YOUR TASK: Each of the entries should be retyped precisely as it appears.

Pointing dataset excerpts:
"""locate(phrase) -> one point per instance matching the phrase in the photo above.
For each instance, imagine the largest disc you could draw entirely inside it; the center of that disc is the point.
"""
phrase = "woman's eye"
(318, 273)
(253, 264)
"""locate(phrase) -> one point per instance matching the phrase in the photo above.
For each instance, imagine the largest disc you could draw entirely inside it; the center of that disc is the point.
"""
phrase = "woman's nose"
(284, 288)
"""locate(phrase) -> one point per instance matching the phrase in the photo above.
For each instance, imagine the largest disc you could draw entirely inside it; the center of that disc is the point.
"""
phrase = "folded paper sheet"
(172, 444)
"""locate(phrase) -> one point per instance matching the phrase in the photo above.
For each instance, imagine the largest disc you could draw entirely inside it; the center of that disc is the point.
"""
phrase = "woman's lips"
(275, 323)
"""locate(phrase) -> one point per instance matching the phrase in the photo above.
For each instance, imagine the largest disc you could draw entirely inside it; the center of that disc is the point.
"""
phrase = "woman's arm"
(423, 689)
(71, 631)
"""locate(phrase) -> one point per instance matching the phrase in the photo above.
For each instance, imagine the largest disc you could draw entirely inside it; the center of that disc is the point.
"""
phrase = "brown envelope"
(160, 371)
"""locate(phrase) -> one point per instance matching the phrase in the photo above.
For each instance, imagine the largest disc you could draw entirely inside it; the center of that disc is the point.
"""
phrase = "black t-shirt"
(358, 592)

RESPONSE TO THIS EXERCISE:
"""locate(phrase) -> one point per instance matching the phrase in the photo above.
For each instance, imagine the largest disc you could draw entirely inside it; the center of that disc is the point.
"""
phrase = "woman's eye"
(318, 273)
(253, 264)
"""locate(phrase) -> one point per instance matching the phrase in the photo above.
For each instance, imagine the largest disc you could draw entirely inside it; the center of that disc is the point.
"""
phrase = "woman's nose"
(284, 288)
"""locate(phrase) -> one point per instance matching the phrase in the photo above.
For each instance, imagine the largest disc you could draw entirely inside it; the center of that disc is the point.
"""
phrase = "folded paper sheet"
(172, 444)
"""locate(phrase) -> one point per instance matching the phrase in the photo above.
For each instance, imagine the largest disc you could draw entirely inside it; the center of that disc is the point.
"""
phrase = "woman's lips"
(275, 323)
"""locate(phrase) -> one point per instance matching the phrase in the photo above.
For each instance, imagine the largest disc you could draw entirely inside it; the center of that disc is the point.
"""
phrase = "woman's arm"
(423, 689)
(71, 631)
"""locate(phrase) -> one point per instance matching the phrase in the photo above.
For each instance, imagine the largest disc you could draw entirely inside it; the center of that disc is the point.
"""
phrase = "brown envelope"
(160, 371)
"""locate(phrase) -> one point per instance matching the phrase in the photo above.
For each instance, imagine the largest disc you could draw entirely inside it; the center of that disc is the point.
"""
phrase = "black t-shirt"
(358, 592)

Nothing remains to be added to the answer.